All Products
Search
Document Center

DataWorks:Doris

Last Updated:Mar 26, 2026

The Doris data source in DataWorks provides a bidirectional channel for reading from and writing to Doris databases, letting you move large volumes of data efficiently. This topic describes how to configure Doris as a data source and set up batch synchronization tasks.

Supported capabilities:

  • Read from Doris tables using filters, shard keys, or custom SQL

  • Write to Doris tables, including columns of aggregation types (BITMAP, HLL)

  • Incremental data synchronization using where conditions

  • Concurrent reads using splitPk for integer-type shard keys

Supported data types

Different Doris versions support different data types and aggregation models. The following table lists the major supported types. For a complete reference, see the official Doris documentation.

**Collected material:**

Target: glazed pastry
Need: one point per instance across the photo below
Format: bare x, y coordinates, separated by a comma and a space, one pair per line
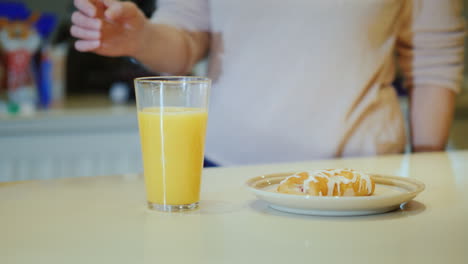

**Task to complete:**
Which aggregation column types can the DataWorks Doris page say can be written to Doris tables?

**The solution:**
BITMAP and HLL.